* Work order
Please write out the data exactly, line by line.

(Records drawn from a dataset)

---------------

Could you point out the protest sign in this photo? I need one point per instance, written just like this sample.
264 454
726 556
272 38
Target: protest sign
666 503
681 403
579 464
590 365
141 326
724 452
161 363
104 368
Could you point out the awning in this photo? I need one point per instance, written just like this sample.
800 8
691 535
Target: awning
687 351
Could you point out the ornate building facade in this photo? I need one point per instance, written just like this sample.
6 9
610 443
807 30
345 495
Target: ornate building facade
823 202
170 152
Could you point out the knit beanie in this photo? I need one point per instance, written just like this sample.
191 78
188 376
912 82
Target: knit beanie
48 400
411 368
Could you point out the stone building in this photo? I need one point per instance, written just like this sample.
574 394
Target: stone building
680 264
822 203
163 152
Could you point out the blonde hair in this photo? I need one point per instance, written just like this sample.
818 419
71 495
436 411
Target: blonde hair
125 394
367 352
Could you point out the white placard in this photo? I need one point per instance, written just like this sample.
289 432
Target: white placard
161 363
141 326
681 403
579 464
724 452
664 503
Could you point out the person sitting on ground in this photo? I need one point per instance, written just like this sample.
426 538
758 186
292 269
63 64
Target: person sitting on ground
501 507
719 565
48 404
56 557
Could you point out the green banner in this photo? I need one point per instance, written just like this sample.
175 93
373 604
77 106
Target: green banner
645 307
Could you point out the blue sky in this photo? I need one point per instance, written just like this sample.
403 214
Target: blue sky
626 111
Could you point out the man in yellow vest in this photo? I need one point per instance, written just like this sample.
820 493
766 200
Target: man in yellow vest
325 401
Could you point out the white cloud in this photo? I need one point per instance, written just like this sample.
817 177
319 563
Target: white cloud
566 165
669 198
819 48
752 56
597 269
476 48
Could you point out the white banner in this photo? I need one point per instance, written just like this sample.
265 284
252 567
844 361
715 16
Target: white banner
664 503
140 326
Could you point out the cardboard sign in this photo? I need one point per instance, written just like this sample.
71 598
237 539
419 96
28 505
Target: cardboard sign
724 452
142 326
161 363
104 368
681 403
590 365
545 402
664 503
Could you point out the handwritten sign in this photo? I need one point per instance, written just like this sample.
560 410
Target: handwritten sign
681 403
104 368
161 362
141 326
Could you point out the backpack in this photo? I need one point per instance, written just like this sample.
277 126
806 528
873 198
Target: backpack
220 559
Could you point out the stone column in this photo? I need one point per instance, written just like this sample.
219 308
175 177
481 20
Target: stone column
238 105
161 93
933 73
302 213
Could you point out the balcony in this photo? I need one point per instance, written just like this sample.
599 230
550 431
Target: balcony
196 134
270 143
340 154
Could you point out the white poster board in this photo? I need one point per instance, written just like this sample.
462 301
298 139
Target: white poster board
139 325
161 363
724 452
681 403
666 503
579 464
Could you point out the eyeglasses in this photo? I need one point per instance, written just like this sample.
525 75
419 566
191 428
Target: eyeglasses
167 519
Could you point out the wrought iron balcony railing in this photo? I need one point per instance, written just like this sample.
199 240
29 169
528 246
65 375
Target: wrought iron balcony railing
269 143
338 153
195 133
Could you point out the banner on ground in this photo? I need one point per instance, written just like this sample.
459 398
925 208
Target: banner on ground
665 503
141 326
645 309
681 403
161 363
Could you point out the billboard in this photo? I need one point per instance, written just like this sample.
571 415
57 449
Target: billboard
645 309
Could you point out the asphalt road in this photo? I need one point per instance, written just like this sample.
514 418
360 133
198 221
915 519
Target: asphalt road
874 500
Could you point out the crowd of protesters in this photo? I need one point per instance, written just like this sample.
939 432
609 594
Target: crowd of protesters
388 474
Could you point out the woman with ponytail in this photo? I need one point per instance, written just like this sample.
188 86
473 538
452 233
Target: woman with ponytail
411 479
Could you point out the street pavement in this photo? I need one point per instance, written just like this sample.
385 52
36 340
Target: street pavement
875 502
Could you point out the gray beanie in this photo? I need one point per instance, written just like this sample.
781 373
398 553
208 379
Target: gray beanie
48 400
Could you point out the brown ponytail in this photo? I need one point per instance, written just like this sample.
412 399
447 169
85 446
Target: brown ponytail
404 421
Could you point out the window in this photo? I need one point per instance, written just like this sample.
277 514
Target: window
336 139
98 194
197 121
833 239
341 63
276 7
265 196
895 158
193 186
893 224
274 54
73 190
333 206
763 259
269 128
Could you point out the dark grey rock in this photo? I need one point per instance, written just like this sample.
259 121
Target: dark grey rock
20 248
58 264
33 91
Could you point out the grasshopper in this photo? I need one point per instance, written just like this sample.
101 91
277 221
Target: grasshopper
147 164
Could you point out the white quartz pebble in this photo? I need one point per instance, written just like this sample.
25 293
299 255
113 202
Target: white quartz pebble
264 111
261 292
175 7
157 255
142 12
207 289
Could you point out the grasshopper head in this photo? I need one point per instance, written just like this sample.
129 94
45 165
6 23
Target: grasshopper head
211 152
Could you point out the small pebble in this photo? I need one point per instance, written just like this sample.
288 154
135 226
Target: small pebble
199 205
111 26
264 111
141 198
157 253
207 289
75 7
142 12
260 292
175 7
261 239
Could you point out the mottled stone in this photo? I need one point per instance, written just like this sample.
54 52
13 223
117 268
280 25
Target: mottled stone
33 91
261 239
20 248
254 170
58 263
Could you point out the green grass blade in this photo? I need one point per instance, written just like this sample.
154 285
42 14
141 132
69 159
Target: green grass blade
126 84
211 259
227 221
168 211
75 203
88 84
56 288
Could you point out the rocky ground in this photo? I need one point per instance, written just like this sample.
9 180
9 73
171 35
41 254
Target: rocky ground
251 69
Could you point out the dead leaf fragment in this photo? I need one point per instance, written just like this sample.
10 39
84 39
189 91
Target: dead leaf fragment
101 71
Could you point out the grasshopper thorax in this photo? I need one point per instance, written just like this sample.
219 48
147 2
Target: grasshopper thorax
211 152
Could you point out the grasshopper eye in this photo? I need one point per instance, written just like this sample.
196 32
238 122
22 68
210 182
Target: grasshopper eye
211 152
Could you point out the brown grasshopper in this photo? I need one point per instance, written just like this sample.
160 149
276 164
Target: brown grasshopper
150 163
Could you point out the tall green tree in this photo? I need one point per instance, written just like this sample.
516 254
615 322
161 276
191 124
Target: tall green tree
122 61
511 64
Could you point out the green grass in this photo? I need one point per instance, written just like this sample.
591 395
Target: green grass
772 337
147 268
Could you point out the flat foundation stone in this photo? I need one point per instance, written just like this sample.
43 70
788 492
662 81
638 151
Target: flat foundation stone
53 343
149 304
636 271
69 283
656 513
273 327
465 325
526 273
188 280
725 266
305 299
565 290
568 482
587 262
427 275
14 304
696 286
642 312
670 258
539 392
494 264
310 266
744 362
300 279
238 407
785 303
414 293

---------------

* Task answer
Could you point out the protest sign in this photo? I need one point per instance, written just like this sample.
264 454
726 556
272 38
Target: protest sign
666 503
681 403
579 464
590 365
141 326
724 452
161 363
104 368
Could you point out the awning in this photo? I need one point per instance, written just like this sample.
800 8
691 535
Target: awning
687 351
Could you point out the ornate building facade in this photo? I need one point per instance, written just like this sample.
6 9
610 443
807 30
345 495
Target: ornate building facade
823 202
170 152
Could you point out the knit beanie in this photo? I need one point per instance, written just like this sample.
191 78
188 376
912 82
Target: knit beanie
48 400
411 368
Could you point out the stone building in this photo? I need one point per instance, written just like this sample.
574 394
Target: stone building
680 264
822 203
163 152
Could you point out the blonde hair in this photo? I need one point per instance, written just like this sample.
818 419
71 495
436 411
Target: blonde hair
125 394
367 352
Could you point out the white placard in this photo? I need one point per instance, written just like this sample.
289 432
Target: white placard
161 363
141 326
681 403
579 464
724 452
664 503
Could you point out the person sitting on ground in this photo? I need one point per instance, written just like this sample.
426 538
758 186
292 269
63 64
Target: person sitting on ground
501 507
719 565
48 404
56 557
Could you point out the green banner in this photo? I need one point per instance, written just like this sample.
175 93
373 604
77 106
Target: green banner
645 307
Could you point out the blue sky in this photo? I need one point per instance, written just like this sample.
403 214
Target: blue sky
626 111
Could you point out the man in yellow vest in this photo? I need one point per instance, written just like this sample.
820 493
766 200
Target: man in yellow vest
325 401
Could you point out the white cloud in this photo? I need one point per instance, written just like this sample.
817 177
319 563
Target: white cloud
566 165
669 198
819 48
752 56
597 269
476 48
Could you point out the white banner in this photo? I need one point per instance, written just like this sample.
265 284
252 567
844 361
715 16
Target: white banner
664 503
140 326
Could you point out the cardboard sign in this photo? I need one point per instance, written just like this sample.
71 598
237 539
419 96
28 505
Target: cardboard sign
724 452
142 326
161 363
104 368
681 403
590 365
545 402
664 503
Could you point out the handwritten sign in this photo? I need one point per instance, written just like this sample.
560 410
Target: handwritten sign
681 403
104 368
161 362
141 326
Could you point out the backpack in this photo? I need one point per instance, written just like this sample.
277 126
806 528
873 198
Target: backpack
220 559
Could you point out the stone column in this photo? I need one point per instance, written just like this sample.
219 308
175 177
481 20
Target: stone column
238 105
161 93
933 73
302 213
Could you point out the balcony in this photo? I need one point per instance, written just like this sample.
599 230
550 431
Target: balcony
196 134
270 143
340 154
Could you point out the white poster board in this photo? I need one point per instance, written just like this sample.
462 301
298 139
Target: white poster board
139 325
161 363
724 452
681 403
666 503
579 464
Could you point out the eyeglasses in this photo? I need one point per instance, written just like this sample.
525 75
419 566
191 428
Target: eyeglasses
167 519
Could you point out the wrought iron balcony railing in this photo? I need one point per instance, written just like this sample.
199 240
29 169
528 246
65 375
Target: wrought iron balcony railing
269 143
338 153
195 133
Could you point out the banner on ground in this photo? I need one point per instance, written just like this sample.
459 398
925 208
Target: banner on ground
665 503
141 326
645 309
681 403
161 363
Could you point out the billboard in this photo? I need one point per instance, written just like this sample.
571 415
57 449
Target: billboard
645 309
Could you point out the asphalt road in this photo? I need one point per instance, written just like this sample.
514 418
360 133
198 221
915 519
Target: asphalt road
874 500
Could you point out the crowd of protesters in this photo? I need one point per instance, written just like this sample.
939 432
609 594
Target: crowd of protesters
388 474
Could you point out the woman with ponytail in this photo? I need one point per instance, written just like this sample.
188 86
473 538
452 233
Target: woman with ponytail
411 479
Could you point out the street pavement in this photo? I need one point per instance, written just like this sample.
385 52
36 340
Target: street pavement
875 502
Could you point out the gray beanie in this photo? I need one point per instance, written just like this sample.
781 373
398 553
208 379
Target: gray beanie
48 400
Could you point out the brown ponytail in this photo? I need one point per instance, written just like this sample.
412 399
447 169
85 446
Target: brown ponytail
404 421
Could you point out the window in this photo? I need one point per instance, written just like this sample.
277 514
Target: window
336 139
98 194
197 121
833 239
341 63
276 7
265 196
895 158
193 186
893 224
274 54
73 190
333 206
763 259
269 128
Could you point out the dark grey rock in this photo? I need one point per instance, written just like this sample.
259 121
Target: dark grey rock
20 248
58 264
33 91
Could you point out the grasshopper in this photo? I need one point per instance, written just like this sample.
101 91
277 221
Target: grasshopper
147 164
Could you point out the white quartz pebble in this photo? I need one point per instance, written just like this sample.
25 293
299 255
113 202
Target: white quartz pebble
264 111
261 292
175 7
157 255
142 12
207 289
Could you point out the grasshopper head in this photo? I need one point per instance, written just like this sample.
129 94
45 165
6 23
Target: grasshopper head
211 152
Could you point out the small pebble in this photo? I need one point per instance, written just like this sample.
288 154
135 226
Target: small pebble
199 205
111 26
264 111
141 198
157 253
207 289
75 7
142 12
260 292
175 7
261 239
Could you point out the mottled stone in this photo? I need one point per instance, written just like this sample.
54 52
13 223
117 268
280 25
Target: mottled stone
33 91
261 239
20 248
254 170
58 263
Could you point out the green grass blade in this photo? I need one point per instance, written just like this sample.
154 285
42 14
141 132
69 159
Target: green grass blade
126 84
211 259
227 221
168 211
75 203
88 84
56 288
Could you point out the rocky ground in this photo? I need one point per instance, written just like this sample.
9 180
9 73
171 35
41 254
Target: rocky ground
251 69
Could you point out the dead leaf fragment in this photo? I need one point per instance, written just like this sample.
10 39
84 39
189 91
Target: dead leaf fragment
101 71
Could you point out the grasshopper thorax in this photo? I need one point per instance, written just like this sample.
219 48
147 2
Target: grasshopper thorax
211 152
Could you point out the grasshopper eye in this photo? I need one point per instance, written just like this sample.
196 32
238 122
22 68
210 182
Target: grasshopper eye
211 152
Could you point out the brown grasshopper in this photo? I need one point per instance, written just like this sample.
160 149
276 164
Target: brown grasshopper
150 163
Could you point out the tall green tree in this photo? I need one point per instance, written just like this sample.
516 254
615 322
161 276
191 124
Target: tall green tree
122 61
511 64
Could you point out the green grass in this photo? I need one point per instance, written just like this sample.
591 395
Target: green grass
772 337
147 268
Could you point out the flat foundation stone in this photo? I need one point per instance, written just like this sample.
43 70
788 492
662 81
638 151
Target: flat foundation stone
53 343
149 304
636 271
69 283
656 513
273 327
465 325
526 273
188 280
725 266
305 299
565 290
568 482
587 262
427 275
14 304
696 286
642 312
670 258
539 392
494 264
310 266
744 362
300 279
238 407
785 303
414 293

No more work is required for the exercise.